═══ Document text
The burden of proof would then shift to the debtor to establish that the subject real property is necessary to an effective reorganization. Ibid. (citing 11 U.S.C. § 362(g); Timbers of Inwood Forest, supra, 484 U.S. at 375, 108 S. Ct. at 632; 8th Street Village, 88 B.R. at 856). Thus, the debtor must show that there is "a reasonable possibility of a successful reorganization within a reasonable time." Ibid. (quoting Timbers of Inwood Forest, supra, 484 U.S. at 375, 108 S.Ct. at 632).
There is a sliding scale as to the extent a debtor must prove the possibility of an effective reorganization in a lift stay proceeding depending on the stage of the case. Ibid. (citingTimbers of Inwood Forest, supra, 484 U.S. at 376, 108 S.Ct. at 632-33; In re Ashgrove Apartments of DeKalb County, Ltd., 121 B.R. 752 , 756 (Bankr. S.D. Ohio 1990)).
══════
═══ Supplied data
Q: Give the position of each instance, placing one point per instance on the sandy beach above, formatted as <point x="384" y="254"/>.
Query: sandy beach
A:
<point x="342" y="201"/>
══════
Revise everything in the bankruptcy passage from "There is a sliding" down to "S.D. Ohio 1990)).", putting "graduated standard" in place of "sliding scale". The lines are separate material from the text above.

There is a graduated standard as to the extent a debtor must prove the possibility of an effective reorganization in a lift stay proceeding depending on the stage of the case. Ibid. (citingTimbers of Inwood Forest, supra, 484 U.S. at 376, 108 S.Ct. at 632-33; In re Ashgrove Apartments of DeKalb County, Ltd., 121 B.R. 752 , 756 (Bankr. S.D. Ohio 1990)).